* Required work: Put the lines starting at the one containing "For each instance of the white church" and ending at the one containing "(1133, 444)" into a JSON list of strings, one string per line, leaving out any blank lines.

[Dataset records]
───
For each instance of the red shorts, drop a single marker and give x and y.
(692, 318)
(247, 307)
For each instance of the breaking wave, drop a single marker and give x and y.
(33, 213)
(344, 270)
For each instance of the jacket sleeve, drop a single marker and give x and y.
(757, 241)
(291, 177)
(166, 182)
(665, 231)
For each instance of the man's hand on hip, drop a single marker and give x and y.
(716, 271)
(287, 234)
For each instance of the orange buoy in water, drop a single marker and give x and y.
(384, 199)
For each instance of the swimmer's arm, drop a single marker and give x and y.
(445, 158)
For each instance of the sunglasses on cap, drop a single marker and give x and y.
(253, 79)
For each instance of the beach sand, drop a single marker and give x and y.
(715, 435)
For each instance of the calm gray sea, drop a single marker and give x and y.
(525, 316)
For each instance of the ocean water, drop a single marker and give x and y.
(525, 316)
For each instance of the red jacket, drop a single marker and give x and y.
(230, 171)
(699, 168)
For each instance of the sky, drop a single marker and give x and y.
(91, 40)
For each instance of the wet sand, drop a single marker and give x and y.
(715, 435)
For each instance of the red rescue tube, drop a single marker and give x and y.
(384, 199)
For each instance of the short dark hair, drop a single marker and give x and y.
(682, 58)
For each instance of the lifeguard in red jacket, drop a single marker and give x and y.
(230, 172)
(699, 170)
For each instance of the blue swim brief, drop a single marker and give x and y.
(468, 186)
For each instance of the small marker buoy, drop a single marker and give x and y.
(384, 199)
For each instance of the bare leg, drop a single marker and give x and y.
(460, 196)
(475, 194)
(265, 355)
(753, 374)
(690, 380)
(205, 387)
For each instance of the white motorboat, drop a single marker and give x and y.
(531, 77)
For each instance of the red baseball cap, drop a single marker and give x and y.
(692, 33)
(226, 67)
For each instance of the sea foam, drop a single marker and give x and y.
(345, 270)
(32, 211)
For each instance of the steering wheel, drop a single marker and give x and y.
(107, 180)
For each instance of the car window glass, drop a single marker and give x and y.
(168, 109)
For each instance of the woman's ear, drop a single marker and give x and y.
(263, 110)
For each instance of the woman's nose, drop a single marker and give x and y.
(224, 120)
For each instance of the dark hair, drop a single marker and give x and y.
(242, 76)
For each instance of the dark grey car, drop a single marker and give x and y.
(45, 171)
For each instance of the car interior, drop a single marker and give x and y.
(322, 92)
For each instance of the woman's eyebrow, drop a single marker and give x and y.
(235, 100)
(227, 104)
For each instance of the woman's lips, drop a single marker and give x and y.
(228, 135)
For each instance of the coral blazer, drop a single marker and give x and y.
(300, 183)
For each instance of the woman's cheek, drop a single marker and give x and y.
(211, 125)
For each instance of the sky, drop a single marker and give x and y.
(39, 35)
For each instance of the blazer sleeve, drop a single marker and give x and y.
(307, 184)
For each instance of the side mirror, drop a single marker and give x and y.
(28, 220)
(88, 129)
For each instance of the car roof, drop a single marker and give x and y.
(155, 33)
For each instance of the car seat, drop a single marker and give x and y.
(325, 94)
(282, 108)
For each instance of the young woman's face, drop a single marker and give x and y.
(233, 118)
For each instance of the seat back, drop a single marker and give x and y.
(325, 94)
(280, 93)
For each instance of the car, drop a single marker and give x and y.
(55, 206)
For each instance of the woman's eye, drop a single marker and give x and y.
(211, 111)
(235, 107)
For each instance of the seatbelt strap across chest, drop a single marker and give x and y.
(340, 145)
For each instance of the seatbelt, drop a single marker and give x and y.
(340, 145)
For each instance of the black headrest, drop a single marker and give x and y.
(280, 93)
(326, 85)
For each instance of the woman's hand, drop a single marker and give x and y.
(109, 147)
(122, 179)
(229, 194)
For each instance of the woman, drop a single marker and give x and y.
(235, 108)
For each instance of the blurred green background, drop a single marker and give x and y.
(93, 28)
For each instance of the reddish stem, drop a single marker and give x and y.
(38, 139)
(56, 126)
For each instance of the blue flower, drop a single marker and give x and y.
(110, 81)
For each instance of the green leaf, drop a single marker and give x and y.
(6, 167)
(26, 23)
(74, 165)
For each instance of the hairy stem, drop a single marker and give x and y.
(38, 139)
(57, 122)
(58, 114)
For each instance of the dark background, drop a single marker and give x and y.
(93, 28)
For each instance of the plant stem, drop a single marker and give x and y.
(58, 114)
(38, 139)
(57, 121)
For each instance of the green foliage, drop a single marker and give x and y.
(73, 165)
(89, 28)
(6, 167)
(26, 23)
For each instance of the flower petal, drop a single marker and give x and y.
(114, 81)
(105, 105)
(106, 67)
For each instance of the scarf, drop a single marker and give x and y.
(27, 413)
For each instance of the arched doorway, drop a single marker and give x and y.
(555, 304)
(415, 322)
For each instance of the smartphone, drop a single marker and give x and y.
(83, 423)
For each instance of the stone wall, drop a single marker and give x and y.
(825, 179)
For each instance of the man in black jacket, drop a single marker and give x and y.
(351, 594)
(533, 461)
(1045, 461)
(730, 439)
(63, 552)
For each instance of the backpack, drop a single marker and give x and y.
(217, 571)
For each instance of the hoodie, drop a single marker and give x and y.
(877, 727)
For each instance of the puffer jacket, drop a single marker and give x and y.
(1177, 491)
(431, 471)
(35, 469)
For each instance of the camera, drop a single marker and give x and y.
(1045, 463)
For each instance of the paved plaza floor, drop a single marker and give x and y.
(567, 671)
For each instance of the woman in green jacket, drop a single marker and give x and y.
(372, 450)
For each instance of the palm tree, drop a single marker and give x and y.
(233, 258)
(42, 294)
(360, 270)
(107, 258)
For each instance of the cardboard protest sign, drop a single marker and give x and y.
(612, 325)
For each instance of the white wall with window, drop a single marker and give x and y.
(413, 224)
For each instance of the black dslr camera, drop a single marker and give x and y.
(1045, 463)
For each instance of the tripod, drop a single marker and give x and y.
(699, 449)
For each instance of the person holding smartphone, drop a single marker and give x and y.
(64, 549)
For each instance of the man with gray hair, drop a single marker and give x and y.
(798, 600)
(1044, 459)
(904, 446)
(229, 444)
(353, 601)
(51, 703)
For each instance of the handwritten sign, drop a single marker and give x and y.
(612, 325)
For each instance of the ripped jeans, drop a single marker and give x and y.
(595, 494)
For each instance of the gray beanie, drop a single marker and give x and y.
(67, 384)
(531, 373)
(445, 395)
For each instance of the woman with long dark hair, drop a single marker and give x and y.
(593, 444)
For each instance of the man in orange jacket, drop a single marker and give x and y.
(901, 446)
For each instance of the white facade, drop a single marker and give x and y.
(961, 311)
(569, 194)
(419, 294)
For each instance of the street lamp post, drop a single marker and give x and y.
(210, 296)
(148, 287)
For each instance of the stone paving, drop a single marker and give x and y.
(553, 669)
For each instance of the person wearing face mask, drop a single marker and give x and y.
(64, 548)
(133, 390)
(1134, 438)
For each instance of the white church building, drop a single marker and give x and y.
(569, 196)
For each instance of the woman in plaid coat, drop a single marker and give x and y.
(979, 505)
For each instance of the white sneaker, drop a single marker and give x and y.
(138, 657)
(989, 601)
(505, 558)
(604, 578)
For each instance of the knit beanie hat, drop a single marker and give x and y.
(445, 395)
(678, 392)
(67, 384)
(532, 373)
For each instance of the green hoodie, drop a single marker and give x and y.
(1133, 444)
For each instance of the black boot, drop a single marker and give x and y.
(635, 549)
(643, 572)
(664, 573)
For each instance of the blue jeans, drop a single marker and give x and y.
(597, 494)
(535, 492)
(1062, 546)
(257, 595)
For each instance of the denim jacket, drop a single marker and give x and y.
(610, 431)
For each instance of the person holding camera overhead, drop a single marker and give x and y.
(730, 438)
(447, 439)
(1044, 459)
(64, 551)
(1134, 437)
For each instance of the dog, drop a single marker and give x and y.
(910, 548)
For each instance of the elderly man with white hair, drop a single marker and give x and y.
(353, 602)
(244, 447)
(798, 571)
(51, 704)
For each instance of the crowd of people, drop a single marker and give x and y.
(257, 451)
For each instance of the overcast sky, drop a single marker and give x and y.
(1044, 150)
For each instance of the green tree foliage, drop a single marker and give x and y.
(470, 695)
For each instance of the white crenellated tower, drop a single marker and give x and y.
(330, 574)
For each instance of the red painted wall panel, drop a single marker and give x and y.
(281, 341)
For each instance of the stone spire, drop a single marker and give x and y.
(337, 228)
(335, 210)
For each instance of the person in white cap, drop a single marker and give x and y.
───
* Solution for this problem:
[
  "For each instance of the white church building, drop a single marker and give x and y.",
  "(569, 196)",
  "For each instance of the woman in plaid coat, drop a single marker and give x and y.",
  "(979, 505)",
  "For each instance of the white sneaker, drop a single marker and give x and y.",
  "(138, 657)",
  "(989, 601)",
  "(505, 558)",
  "(604, 578)",
  "For each instance of the knit beanie hat, drop a single marker and give x and y.",
  "(445, 395)",
  "(678, 392)",
  "(67, 384)",
  "(532, 373)",
  "For each instance of the green hoodie, drop a single marker and give x and y.",
  "(1133, 444)"
]